Données de contours:
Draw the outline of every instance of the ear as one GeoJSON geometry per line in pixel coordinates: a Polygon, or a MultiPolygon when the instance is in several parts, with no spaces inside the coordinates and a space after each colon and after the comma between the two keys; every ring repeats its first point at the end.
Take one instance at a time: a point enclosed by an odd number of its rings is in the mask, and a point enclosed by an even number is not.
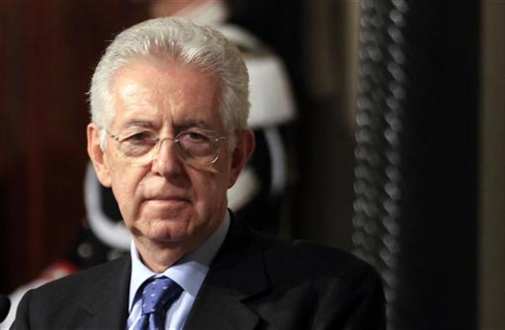
{"type": "Polygon", "coordinates": [[[242,131],[231,153],[231,168],[228,188],[231,188],[246,166],[255,149],[255,134],[251,129],[242,131]]]}
{"type": "Polygon", "coordinates": [[[110,187],[110,172],[107,155],[100,147],[99,129],[95,124],[88,125],[88,155],[91,160],[95,172],[100,183],[110,187]]]}

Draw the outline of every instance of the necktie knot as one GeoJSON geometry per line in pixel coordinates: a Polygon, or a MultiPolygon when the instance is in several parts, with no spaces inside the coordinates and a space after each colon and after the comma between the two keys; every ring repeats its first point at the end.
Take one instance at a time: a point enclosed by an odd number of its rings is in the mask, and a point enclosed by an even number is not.
{"type": "Polygon", "coordinates": [[[183,288],[167,277],[151,279],[142,292],[142,315],[163,313],[165,307],[175,301],[183,288]]]}

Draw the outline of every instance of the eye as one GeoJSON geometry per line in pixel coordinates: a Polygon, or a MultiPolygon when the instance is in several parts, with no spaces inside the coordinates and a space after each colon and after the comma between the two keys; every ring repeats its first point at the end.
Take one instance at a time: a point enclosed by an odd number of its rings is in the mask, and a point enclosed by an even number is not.
{"type": "Polygon", "coordinates": [[[183,132],[179,136],[179,140],[191,142],[201,143],[209,142],[211,138],[203,132],[199,132],[197,131],[189,131],[186,132],[183,132]]]}
{"type": "Polygon", "coordinates": [[[141,144],[156,142],[156,135],[154,134],[152,132],[148,131],[143,131],[126,134],[126,136],[123,138],[121,142],[135,144],[141,144]]]}

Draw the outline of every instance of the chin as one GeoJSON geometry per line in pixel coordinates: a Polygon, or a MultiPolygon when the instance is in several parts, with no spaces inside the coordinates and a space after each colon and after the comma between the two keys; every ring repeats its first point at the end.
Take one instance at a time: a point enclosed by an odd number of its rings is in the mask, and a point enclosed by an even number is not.
{"type": "Polygon", "coordinates": [[[173,220],[152,220],[148,228],[140,230],[150,240],[167,243],[185,240],[189,234],[189,222],[173,220]]]}

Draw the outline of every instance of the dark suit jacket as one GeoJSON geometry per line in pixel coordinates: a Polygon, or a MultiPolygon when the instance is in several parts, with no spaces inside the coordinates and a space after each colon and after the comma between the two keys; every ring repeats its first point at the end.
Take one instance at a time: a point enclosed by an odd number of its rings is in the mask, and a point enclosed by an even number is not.
{"type": "MultiPolygon", "coordinates": [[[[28,292],[15,329],[124,329],[131,262],[108,262],[28,292]]],[[[232,221],[185,329],[384,329],[371,267],[342,251],[288,242],[232,221]]]]}

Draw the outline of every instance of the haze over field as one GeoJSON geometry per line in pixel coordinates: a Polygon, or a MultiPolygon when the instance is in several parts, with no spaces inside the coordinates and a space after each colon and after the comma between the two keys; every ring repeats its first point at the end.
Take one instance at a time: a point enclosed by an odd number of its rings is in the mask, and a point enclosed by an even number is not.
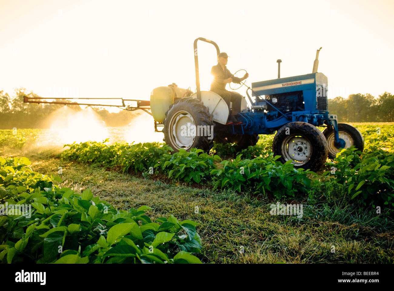
{"type": "MultiPolygon", "coordinates": [[[[170,3],[2,1],[0,88],[141,99],[172,82],[194,91],[192,44],[202,37],[228,53],[232,73],[247,70],[249,84],[276,78],[278,58],[282,76],[311,72],[322,47],[329,97],[394,92],[392,1],[170,3]]],[[[207,90],[216,52],[199,45],[207,90]]]]}

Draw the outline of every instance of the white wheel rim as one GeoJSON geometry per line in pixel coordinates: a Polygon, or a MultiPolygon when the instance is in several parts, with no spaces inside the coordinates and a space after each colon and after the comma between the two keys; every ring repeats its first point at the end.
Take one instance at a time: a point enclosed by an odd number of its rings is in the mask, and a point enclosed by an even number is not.
{"type": "Polygon", "coordinates": [[[174,114],[169,121],[169,129],[171,143],[178,149],[188,149],[191,147],[196,137],[196,128],[194,119],[189,112],[180,110],[174,114]]]}
{"type": "MultiPolygon", "coordinates": [[[[354,143],[353,142],[353,138],[348,133],[344,131],[340,131],[338,134],[339,135],[339,138],[343,140],[345,142],[345,147],[344,148],[347,149],[353,145],[354,143]]],[[[340,150],[339,149],[337,149],[334,145],[335,137],[333,131],[327,137],[327,143],[328,144],[329,152],[334,156],[336,155],[336,154],[340,152],[340,150]]]]}
{"type": "Polygon", "coordinates": [[[286,137],[282,143],[282,156],[286,161],[302,166],[306,164],[312,155],[312,144],[309,139],[293,134],[286,137]]]}

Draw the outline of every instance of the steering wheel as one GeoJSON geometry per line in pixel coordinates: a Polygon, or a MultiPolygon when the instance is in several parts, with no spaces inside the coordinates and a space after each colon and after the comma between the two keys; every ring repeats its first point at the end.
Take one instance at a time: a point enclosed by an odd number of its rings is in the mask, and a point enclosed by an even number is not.
{"type": "MultiPolygon", "coordinates": [[[[234,74],[232,74],[232,75],[233,75],[233,76],[234,76],[234,77],[236,77],[237,76],[236,76],[235,75],[236,75],[236,73],[238,73],[238,72],[239,72],[239,71],[245,71],[245,73],[247,73],[247,71],[246,71],[246,70],[245,70],[245,69],[241,69],[240,70],[238,70],[238,71],[237,71],[236,72],[235,72],[235,73],[234,73],[234,74]]],[[[230,86],[230,89],[231,89],[232,90],[238,90],[238,89],[239,89],[241,87],[242,87],[242,86],[243,86],[243,83],[242,83],[242,81],[241,81],[241,86],[239,86],[239,87],[238,87],[238,88],[236,88],[235,89],[234,89],[234,88],[231,88],[231,83],[230,83],[230,85],[229,85],[229,86],[230,86]]]]}

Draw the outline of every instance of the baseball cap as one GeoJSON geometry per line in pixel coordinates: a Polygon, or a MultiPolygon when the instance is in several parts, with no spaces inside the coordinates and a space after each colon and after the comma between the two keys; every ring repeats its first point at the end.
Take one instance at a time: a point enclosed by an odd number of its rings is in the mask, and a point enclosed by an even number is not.
{"type": "Polygon", "coordinates": [[[217,56],[218,58],[227,58],[229,56],[227,55],[227,54],[225,52],[221,52],[217,56]]]}

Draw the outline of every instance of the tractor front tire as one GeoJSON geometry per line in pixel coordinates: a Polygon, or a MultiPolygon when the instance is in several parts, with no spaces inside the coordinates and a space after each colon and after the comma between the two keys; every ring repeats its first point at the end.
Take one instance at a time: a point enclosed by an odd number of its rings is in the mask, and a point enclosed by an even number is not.
{"type": "MultiPolygon", "coordinates": [[[[364,149],[364,138],[358,129],[346,123],[338,123],[338,131],[339,138],[344,141],[344,148],[347,149],[354,146],[359,151],[362,151],[364,149]]],[[[332,126],[327,127],[323,134],[325,136],[328,144],[328,157],[335,158],[336,154],[340,151],[339,149],[334,145],[334,128],[332,126]]]]}
{"type": "Polygon", "coordinates": [[[197,147],[208,152],[213,145],[213,118],[200,101],[182,98],[171,104],[165,112],[164,141],[175,151],[197,147]]]}
{"type": "Polygon", "coordinates": [[[319,129],[310,123],[290,122],[278,131],[272,143],[272,151],[284,163],[289,160],[296,168],[318,170],[328,153],[327,141],[319,129]]]}

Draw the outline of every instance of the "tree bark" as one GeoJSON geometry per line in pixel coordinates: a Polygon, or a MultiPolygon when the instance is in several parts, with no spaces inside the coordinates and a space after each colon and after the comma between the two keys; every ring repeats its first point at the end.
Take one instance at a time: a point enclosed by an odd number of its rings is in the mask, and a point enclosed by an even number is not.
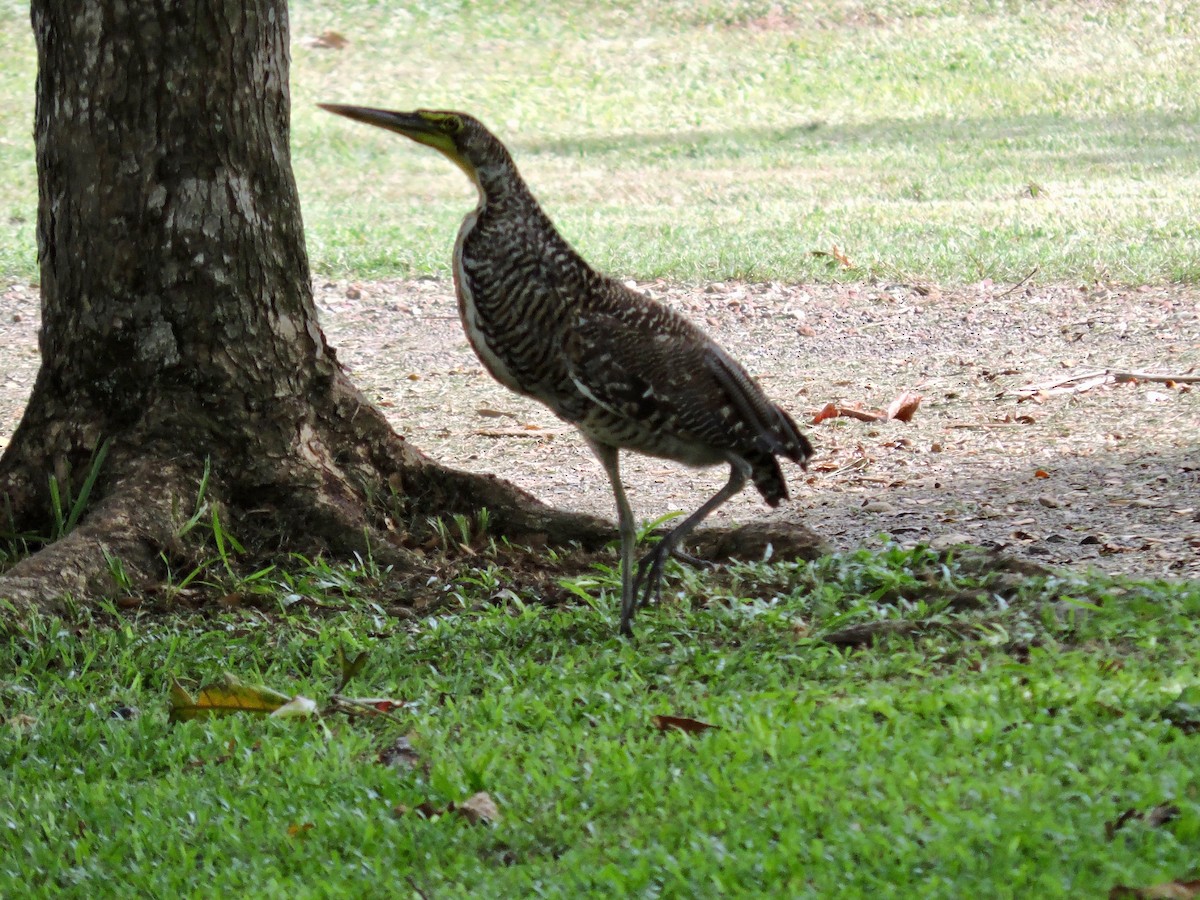
{"type": "Polygon", "coordinates": [[[150,583],[208,498],[283,545],[419,563],[400,517],[473,512],[596,544],[598,520],[437,466],[348,380],[317,323],[289,157],[284,0],[34,0],[42,367],[0,457],[0,532],[80,528],[0,575],[18,608],[150,583]],[[395,502],[383,510],[368,498],[395,502]]]}

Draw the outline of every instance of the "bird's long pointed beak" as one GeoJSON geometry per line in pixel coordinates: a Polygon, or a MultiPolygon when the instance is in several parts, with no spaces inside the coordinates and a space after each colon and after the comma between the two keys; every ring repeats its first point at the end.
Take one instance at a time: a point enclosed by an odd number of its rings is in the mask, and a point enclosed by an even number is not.
{"type": "Polygon", "coordinates": [[[428,113],[394,113],[390,109],[348,107],[341,103],[318,103],[317,106],[326,113],[336,113],[356,122],[366,122],[378,128],[386,128],[397,134],[403,134],[418,144],[425,144],[426,146],[432,146],[434,150],[440,150],[462,167],[463,172],[474,178],[470,169],[463,162],[462,155],[455,148],[454,139],[439,127],[438,120],[431,118],[428,113]]]}
{"type": "Polygon", "coordinates": [[[379,128],[395,131],[404,137],[420,140],[418,134],[433,134],[433,126],[416,113],[394,113],[389,109],[372,109],[371,107],[348,107],[341,103],[318,103],[318,107],[326,113],[344,115],[356,122],[366,122],[379,128]]]}

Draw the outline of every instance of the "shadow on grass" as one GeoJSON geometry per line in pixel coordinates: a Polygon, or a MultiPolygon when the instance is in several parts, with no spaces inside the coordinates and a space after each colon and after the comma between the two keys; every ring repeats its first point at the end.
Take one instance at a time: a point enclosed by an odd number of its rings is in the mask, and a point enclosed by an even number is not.
{"type": "Polygon", "coordinates": [[[769,128],[695,128],[514,142],[518,152],[528,154],[637,156],[653,151],[667,157],[736,155],[787,146],[806,152],[830,148],[904,148],[936,155],[955,148],[973,152],[980,145],[1010,148],[1024,154],[1043,150],[1090,164],[1186,163],[1194,167],[1200,161],[1200,122],[1159,113],[1099,119],[1040,114],[989,119],[877,119],[842,125],[806,121],[769,128]]]}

CONSIGNE DONNÉE: Repérez dans les données chaque ligne qui contient le mot « white », puis recopiez chacune de ces lignes.

RÉPONSE CI-DESSOUS:
Draw the outline of every instance of the white wheel rim as one GeoJSON geometry per line in pixel coordinates: a Polygon, or a MultiPolygon when the instance is in several parts, with no spaces inside the coordinates and a space after each colon and after the comma between the two keys; every ring repeats its first point at the end.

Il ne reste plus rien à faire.